#### [Task requirements]
Can you quote exactly the stretch of lines from the one with "the red chili" through the final line of the material, both ends included?
##############################
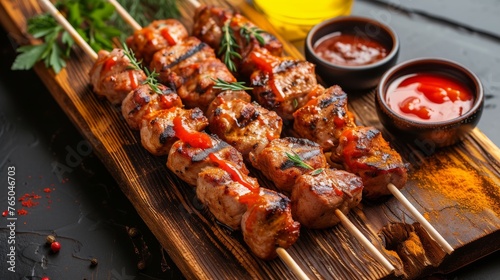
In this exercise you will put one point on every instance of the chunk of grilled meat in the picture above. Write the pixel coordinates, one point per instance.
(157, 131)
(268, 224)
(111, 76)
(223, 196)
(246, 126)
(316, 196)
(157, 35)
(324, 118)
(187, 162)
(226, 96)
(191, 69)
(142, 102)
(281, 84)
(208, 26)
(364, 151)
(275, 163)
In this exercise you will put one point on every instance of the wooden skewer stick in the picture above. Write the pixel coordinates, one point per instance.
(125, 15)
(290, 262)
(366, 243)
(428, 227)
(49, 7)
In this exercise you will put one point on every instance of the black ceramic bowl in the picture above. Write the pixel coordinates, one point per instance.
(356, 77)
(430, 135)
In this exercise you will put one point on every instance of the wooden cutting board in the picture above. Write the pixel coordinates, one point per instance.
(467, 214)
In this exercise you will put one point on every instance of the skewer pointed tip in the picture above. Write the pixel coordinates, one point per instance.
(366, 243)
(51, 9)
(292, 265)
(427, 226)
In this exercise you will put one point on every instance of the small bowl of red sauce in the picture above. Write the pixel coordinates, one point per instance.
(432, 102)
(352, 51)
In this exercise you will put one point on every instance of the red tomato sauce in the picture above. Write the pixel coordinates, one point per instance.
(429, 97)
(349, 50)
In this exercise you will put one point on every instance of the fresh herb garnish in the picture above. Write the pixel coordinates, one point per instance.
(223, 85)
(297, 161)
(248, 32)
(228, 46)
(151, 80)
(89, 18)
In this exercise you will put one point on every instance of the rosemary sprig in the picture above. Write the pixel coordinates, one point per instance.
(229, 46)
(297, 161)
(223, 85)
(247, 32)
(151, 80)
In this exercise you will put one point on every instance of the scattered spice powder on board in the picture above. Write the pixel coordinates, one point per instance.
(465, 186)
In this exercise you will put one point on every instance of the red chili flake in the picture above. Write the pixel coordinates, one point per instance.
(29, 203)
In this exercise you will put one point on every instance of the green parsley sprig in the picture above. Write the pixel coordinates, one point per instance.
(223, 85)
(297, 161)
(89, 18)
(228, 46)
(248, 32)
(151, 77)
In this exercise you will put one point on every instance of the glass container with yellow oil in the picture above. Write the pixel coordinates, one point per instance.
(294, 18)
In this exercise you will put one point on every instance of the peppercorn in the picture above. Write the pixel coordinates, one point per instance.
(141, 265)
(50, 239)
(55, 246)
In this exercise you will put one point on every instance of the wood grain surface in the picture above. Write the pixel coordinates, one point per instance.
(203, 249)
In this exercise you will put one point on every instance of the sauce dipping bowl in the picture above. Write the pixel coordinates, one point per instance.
##############################
#### [Finished answer]
In this exercise you will put one point on every instance of the red chili flake in the picture above. Write the pixel coordinates, one point per instance.
(29, 203)
In this exercise you will put one point on every instance of the green parsley sprig in the picture above. Write the pixel coordinates, one point per instance.
(223, 85)
(297, 161)
(89, 18)
(228, 46)
(248, 32)
(151, 77)
In this exercise you will put one point on every instance of the glass container with yellow oil in the picture above. Write the pixel coordinates, one point per instance.
(294, 18)
In this exercise you will put one point on every instance of the peppercorn in the picture above. Write the pixel coordinates, one point per instance.
(141, 265)
(50, 239)
(55, 246)
In this exercise you will put one point on every instance of the wood grain surface in the picture above. Write the pixel coordinates, one point per instance.
(203, 249)
In this exercise you will put one point on every instance of the sauce dipping bowl in the picture above. Write the pixel coordinates, one point per instance.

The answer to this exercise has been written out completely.